____ Records for this exercise

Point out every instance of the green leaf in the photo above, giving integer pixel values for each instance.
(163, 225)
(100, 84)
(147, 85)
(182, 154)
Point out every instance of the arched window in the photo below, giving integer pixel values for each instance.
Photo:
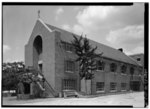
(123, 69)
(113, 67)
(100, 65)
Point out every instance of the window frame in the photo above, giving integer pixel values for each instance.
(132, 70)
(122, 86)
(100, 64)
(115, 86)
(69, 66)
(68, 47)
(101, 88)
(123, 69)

________
____ Records for this exercise

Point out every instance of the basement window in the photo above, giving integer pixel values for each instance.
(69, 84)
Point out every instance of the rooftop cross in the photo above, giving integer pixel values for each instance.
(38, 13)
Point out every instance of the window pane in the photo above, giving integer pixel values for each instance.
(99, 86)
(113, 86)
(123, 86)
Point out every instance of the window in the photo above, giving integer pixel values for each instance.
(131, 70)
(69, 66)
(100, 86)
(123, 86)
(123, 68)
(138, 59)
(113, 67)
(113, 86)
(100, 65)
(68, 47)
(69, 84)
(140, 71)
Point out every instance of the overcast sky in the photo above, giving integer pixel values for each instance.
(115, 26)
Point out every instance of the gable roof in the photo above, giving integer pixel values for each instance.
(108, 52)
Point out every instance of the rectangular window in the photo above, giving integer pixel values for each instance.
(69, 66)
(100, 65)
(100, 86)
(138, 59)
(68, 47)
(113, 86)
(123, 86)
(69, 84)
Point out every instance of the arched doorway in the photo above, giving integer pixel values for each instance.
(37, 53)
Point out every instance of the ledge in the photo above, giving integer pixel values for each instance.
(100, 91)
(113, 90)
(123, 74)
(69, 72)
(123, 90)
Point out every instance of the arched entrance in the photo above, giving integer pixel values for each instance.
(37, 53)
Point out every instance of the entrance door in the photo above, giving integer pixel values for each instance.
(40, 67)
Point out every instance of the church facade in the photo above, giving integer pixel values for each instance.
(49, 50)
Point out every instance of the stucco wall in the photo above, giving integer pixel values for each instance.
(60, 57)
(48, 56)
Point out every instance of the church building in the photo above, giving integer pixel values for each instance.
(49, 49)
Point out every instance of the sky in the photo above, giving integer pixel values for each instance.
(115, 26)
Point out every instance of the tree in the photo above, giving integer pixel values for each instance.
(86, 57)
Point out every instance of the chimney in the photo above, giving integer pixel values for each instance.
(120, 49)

________
____ Records for this exercise

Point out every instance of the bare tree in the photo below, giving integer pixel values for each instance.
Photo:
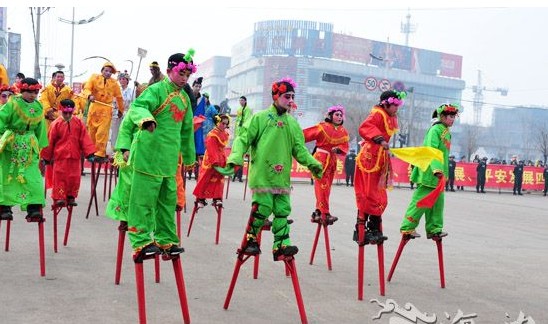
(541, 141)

________

Instructions for the task
Which lines of the records above contain the word "church"? Find each one and copy it out in full, matching case exactly.

Solution to this problem
Point out every instance of the church facade in the photo above, giving integer pixel values for each instance.
Point out every instance of the church building in the photo above, giving integer pixel values for each instance.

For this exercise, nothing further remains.